*Exercise requirements*.
1 > According to the text about the Sofya Kovalevskaya miniseries, who wrote the music?
2 > Continue the text about the Sofya Kovalevskaya miniseries from its last sentence.

*Text passage*.
┌────────
- Written by: Boris Dobrodeyev
- Directed by: Ayan Shakhmaliyeva
- Starring: Elena Safonova Aristarkh Livanov Algimantas Masyulis Lembit Ulfsak Elena Solovey Aleksandr Filippenko
- Music by: Isaak Shvarts
- Country of origin: Soviet Union
- Original language: Russian

Production
- Cinematography: Sergei Yurizditsky
- Running time: 220 minutes

Original release
- Release: April 1985

= Sofia Kovalevskaya (film) =

Sofya Kovalevskaya (Софья Ковалевская) is a 1985 biographical television miniseries, directed by Ayan Shakhmaliyeva and starring Elena Safonova.
└────────
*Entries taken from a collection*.
┌────────
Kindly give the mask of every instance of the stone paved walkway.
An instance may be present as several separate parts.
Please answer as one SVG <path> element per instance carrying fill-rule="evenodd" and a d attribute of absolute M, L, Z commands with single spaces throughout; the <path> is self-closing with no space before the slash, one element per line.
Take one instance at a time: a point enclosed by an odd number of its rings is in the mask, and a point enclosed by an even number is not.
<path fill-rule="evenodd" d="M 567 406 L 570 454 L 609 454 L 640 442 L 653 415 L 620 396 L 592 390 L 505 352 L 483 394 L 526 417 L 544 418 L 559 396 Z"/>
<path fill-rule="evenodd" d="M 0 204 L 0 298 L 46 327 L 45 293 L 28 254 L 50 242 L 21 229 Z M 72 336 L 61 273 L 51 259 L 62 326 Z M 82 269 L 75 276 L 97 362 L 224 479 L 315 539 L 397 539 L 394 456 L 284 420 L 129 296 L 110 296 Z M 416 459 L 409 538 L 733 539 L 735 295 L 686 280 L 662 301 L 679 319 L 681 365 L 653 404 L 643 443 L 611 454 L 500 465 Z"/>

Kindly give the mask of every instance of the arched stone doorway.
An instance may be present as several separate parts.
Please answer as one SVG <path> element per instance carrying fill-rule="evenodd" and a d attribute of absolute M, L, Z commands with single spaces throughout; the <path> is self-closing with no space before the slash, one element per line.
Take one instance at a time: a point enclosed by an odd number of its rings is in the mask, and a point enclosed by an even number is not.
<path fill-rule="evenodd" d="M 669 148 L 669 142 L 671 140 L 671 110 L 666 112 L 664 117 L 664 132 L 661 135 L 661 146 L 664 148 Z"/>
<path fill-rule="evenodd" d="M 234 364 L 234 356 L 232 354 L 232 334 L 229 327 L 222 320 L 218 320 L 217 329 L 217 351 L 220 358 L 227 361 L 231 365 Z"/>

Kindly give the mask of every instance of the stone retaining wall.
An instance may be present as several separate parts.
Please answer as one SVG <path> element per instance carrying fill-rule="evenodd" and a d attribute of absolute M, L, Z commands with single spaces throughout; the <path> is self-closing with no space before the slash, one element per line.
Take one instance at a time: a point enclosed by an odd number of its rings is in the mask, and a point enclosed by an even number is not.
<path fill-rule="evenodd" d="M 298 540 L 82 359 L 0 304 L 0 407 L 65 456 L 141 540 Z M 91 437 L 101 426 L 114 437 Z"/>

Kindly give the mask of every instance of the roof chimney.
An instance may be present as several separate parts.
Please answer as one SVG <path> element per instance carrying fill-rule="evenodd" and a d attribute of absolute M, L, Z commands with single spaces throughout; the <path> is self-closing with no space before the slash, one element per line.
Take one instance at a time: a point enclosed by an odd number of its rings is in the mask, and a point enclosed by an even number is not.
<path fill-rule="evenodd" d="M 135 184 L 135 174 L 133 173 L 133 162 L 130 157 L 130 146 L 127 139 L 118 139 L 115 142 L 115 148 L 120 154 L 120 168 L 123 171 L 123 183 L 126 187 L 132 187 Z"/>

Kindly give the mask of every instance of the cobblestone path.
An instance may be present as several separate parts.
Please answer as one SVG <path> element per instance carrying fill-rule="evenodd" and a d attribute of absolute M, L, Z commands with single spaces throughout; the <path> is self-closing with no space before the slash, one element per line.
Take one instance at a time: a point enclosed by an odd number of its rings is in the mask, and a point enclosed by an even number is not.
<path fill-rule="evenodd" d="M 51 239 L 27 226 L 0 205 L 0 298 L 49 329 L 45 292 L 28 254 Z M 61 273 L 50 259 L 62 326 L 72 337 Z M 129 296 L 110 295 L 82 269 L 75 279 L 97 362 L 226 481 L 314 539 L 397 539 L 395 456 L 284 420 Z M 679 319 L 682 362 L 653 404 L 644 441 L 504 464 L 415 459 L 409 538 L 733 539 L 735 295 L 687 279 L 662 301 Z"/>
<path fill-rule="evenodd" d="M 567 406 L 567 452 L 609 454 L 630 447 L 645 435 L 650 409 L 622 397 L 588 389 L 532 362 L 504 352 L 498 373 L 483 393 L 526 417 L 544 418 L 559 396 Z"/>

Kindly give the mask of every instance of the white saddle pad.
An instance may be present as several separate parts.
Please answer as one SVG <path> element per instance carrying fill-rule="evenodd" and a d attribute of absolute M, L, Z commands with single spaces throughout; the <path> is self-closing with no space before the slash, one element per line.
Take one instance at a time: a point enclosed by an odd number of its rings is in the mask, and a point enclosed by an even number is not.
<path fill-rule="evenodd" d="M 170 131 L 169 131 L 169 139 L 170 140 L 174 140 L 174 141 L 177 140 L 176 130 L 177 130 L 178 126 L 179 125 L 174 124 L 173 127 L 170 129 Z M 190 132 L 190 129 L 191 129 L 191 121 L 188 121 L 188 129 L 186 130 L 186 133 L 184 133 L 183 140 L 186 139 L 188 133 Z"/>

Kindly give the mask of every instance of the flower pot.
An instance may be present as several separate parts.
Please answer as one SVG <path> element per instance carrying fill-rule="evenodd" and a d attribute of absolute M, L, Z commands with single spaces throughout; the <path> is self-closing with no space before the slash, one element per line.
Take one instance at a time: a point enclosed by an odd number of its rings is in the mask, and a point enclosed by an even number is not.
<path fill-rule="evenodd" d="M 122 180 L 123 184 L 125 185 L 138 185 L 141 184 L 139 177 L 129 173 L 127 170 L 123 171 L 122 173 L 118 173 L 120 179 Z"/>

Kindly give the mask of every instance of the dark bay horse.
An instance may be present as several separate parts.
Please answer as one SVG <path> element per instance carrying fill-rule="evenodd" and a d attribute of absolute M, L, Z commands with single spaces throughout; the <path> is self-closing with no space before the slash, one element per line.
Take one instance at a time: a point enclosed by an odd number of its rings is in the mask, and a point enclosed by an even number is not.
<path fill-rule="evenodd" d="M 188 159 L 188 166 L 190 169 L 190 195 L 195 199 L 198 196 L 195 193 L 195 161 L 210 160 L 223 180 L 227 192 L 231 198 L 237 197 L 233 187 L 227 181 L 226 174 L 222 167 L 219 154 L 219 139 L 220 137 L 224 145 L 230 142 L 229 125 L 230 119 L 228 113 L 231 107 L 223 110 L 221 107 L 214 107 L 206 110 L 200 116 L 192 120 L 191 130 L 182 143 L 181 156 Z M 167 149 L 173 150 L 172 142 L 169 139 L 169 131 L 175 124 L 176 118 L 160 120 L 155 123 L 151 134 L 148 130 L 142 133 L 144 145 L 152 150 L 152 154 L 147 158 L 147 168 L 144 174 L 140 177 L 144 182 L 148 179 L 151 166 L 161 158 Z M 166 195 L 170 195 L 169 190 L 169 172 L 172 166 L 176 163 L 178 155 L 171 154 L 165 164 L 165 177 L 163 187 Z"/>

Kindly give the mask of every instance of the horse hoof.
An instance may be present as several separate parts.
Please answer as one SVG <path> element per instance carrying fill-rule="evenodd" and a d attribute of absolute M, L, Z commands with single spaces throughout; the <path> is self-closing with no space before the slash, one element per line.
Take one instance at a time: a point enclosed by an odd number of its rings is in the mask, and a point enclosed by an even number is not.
└────────
*The results*.
1 > Isaak Shvarts

2 >
==Synopsis==
Epic film in three episodes, based on a true story of mathematician scientist Sofia Kovalevskaya. She was a Russian pioneer for women in Tzarist Russia. She was the first woman in the country to become a Member of the Russian Academy of Sciences. It seemed that the whole world was against her accomplishing this feat. In spite of all the obstacles she later got a Ph.D. in mathematics. However, as no Russian University would accept a woman, she had to emigrate to Western Europe for continuation of her career and studies. She had a daughter and family life. Sofya Kovalevskaya was eventually recognized in Russia. Leading scientists, like Academician Ivan Sechenov, took part in her education and career.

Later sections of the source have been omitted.